What the task requires: Retype the passage of the text below on Michael Tilson Thomas's final performances with the San Francisco Symphony, between "On Thursday night, I" and "world’s top orchestras.", inclusive.

Given text:
__________________________________________________
Beloved conductor Michael Tilson Thomas marking final performances with SF Symphony

Beloved conductor Michael Tilson Thomas marking final performances with SF Symphony

On Thursday night, I joined several thousand of my fellow music lovers in Davies Symphony Hall to hear the San Francisco Symphony conducted by Michael Tilson Thomas.

It was a full house, and we all knew it would be a special night. The program was Mahler’s Symphony No. 5, and this was the first of three performances, through Saturday. The Symphony had announced that these would be Thomas’s last appearances on a subscription program, marking a late chapter in a legendary career as conductor, composer and leader of one of the world’s top orchestras.

It was a fitting choice of music — Thomas, now the Symphony’s conductor laureate, made his multi-year Mahler Project a cornerstone of his years with the Symphony, producing a complete cycle of the composer’s symphonies, with performances, recordings, and multi-media events included.

Those Mahler projects will endure, and Thursday’s remarkable performance was just the latest triumph in the conductor’s career: a brilliant fusion of musical drama and lyricism. MTT, as he is affectionately called, accomplished so much in San Francisco.

A passionate advocate for an enormous range of works and their composers, his contributions to Bay Area life are immeasurable. He brought a brilliant depth of knowledge – and an uncommon sense of youthful enthusiasm – to the stage in each new Symphony program. A consummate showman — he’s a descendent of the Thomashevskys, founders of the American Yiddish Theatre — his keen understanding of each work he programmed and conducted was always on display, and he communicated that understanding to the audience in myriad ways.

His programs spanned centuries. But his advocacy for 20th century and contemporary composers – a long list featuring Aaron Copland, Leonard Bernstein, Charles Ives, John Adams and others – yielded his greatest projects. His American Mavericks Festival, which featured music by Lou Harrison, Meredith Monk, Steve Reich and more, offered a deep dive into the new. His programs featured a long list of top soloists, including cellist Yo-Yo Ma, violinist Anne-Sophie Mutter, pianists Emanuel Ax, Jean-Yves Thibaudet, and Yuja Wang, among many others.
__________________________________________________
Data records:
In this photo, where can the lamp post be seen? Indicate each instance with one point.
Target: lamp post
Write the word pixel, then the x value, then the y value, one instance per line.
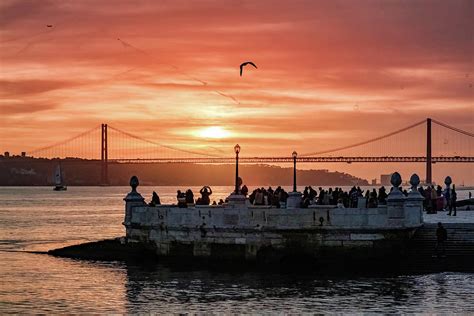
pixel 237 151
pixel 294 154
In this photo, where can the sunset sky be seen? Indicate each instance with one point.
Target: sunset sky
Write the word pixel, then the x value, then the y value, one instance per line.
pixel 330 73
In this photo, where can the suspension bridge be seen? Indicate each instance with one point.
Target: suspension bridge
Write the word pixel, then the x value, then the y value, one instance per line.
pixel 428 141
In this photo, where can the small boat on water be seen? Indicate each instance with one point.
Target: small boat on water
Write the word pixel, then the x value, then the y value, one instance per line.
pixel 58 179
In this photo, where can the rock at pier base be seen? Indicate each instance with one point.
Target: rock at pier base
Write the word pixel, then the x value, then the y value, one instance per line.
pixel 107 250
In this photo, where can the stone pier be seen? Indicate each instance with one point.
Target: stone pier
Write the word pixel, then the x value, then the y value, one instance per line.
pixel 237 230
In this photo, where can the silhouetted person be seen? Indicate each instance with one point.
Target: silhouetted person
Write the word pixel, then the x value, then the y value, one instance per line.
pixel 453 198
pixel 181 197
pixel 259 199
pixel 189 197
pixel 434 200
pixel 155 199
pixel 441 237
pixel 244 190
pixel 205 193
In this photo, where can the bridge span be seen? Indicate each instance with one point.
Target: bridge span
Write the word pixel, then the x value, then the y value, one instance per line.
pixel 230 160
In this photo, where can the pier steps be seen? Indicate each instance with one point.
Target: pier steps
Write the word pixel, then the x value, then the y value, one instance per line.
pixel 459 248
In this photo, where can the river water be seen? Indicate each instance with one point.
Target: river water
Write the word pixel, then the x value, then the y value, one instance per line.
pixel 39 219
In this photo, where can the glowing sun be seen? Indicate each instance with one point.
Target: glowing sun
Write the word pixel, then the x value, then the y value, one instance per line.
pixel 213 132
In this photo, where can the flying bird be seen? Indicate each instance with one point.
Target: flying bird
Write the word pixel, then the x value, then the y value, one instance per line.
pixel 245 64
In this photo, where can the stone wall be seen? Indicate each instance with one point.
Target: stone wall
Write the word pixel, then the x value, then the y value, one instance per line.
pixel 239 230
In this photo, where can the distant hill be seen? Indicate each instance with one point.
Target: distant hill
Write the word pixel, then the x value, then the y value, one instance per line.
pixel 33 171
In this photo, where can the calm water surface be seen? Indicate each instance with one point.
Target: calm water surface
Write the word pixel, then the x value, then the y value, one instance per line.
__________________________________________________
Expected output:
On Thursday night, I joined several thousand of my fellow music lovers in Davies Symphony Hall to hear the San Francisco Symphony conducted by Michael Tilson Thomas.

It was a full house, and we all knew it would be a special night. The program was Mahler’s Symphony No. 5, and this was the first of three performances, through Saturday. The Symphony had announced that these would be Thomas’s last appearances on a subscription program, marking a late chapter in a legendary career as conductor, composer and leader of one of the world’s top orchestras.